-- TASK MATERIAL follows --

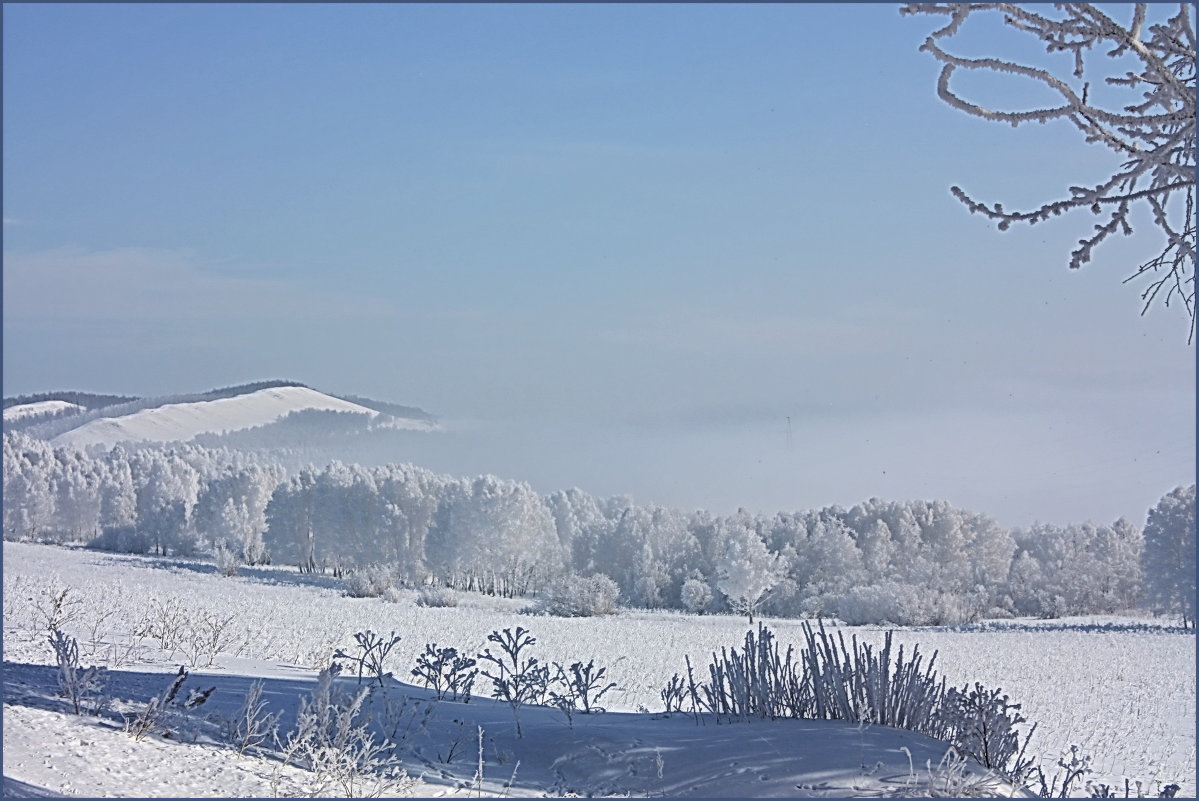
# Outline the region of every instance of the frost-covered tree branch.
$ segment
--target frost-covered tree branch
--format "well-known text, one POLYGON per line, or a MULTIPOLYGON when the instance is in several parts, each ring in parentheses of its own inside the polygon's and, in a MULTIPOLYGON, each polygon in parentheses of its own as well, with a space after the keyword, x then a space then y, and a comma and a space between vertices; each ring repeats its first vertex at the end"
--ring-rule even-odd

-- TASK MATERIAL concluded --
-- TASK MATERIAL follows --

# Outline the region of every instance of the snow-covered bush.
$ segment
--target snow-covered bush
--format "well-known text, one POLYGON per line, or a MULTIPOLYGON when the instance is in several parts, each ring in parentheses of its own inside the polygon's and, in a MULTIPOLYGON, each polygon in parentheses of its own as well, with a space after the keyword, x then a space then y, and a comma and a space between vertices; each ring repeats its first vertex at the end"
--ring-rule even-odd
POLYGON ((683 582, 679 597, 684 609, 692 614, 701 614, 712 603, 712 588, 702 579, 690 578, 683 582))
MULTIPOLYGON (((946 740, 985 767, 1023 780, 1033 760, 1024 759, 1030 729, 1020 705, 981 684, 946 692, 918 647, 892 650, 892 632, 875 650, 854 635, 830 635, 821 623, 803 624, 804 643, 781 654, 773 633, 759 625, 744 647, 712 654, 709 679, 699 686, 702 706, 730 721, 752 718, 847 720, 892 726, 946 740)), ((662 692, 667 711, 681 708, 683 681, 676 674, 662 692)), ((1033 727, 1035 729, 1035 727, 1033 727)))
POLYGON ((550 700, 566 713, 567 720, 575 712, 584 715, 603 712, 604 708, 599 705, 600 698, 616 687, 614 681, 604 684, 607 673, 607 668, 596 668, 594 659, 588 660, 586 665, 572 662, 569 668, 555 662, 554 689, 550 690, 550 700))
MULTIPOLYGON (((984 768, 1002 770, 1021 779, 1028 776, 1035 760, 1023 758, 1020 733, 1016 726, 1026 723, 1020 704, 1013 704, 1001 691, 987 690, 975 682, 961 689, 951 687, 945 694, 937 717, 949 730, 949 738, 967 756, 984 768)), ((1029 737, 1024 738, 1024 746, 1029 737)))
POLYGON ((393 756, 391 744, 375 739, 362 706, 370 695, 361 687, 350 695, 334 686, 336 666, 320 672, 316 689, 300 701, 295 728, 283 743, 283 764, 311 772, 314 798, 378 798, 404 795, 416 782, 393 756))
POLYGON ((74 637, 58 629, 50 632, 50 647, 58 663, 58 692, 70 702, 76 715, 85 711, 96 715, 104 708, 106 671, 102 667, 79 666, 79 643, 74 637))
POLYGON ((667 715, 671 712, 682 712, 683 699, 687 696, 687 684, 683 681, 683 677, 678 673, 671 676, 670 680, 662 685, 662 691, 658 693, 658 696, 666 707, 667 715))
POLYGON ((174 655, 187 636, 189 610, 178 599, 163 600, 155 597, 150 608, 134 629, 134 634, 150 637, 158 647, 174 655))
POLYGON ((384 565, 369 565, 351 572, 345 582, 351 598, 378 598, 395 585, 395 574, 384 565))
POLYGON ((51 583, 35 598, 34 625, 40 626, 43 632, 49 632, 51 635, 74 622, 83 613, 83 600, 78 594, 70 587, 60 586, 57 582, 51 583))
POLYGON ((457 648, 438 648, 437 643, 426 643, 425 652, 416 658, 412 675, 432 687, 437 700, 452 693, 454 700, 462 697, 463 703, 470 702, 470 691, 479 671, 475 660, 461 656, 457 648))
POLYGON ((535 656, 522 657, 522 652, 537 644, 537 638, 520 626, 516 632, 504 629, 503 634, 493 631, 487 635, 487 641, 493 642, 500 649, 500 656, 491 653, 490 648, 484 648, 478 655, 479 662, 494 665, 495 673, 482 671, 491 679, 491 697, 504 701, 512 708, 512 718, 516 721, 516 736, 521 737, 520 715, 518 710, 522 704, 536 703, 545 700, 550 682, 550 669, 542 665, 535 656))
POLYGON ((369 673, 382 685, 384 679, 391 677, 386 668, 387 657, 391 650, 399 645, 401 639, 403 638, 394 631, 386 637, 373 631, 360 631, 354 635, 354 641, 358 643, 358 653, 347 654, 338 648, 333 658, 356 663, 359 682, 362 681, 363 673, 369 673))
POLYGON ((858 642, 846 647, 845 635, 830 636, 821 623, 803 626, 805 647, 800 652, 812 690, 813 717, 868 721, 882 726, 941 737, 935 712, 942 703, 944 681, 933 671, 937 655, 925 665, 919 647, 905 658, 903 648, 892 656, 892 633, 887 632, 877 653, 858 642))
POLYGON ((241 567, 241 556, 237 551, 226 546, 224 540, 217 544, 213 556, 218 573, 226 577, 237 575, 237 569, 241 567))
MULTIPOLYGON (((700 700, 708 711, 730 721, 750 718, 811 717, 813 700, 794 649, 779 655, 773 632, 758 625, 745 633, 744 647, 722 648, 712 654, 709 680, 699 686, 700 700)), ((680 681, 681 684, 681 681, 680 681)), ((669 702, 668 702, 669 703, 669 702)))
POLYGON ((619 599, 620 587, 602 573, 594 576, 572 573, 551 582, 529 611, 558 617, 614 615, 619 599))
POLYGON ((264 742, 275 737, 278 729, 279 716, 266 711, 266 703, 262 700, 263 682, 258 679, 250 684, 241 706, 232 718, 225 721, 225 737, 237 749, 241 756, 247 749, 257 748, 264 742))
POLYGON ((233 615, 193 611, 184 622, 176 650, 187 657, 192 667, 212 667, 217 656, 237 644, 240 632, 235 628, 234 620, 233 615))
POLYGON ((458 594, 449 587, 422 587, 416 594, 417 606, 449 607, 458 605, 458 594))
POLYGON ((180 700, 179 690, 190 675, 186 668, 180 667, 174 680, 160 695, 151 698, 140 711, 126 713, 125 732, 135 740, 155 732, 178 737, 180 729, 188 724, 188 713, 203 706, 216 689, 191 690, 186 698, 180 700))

-- TASK MATERIAL concluded --

→ **WHAT THE TASK ASKS**
Work through the records line by line, and once you reach the final line, report only how many held "snow".

→ **ANSWER SECTION**
2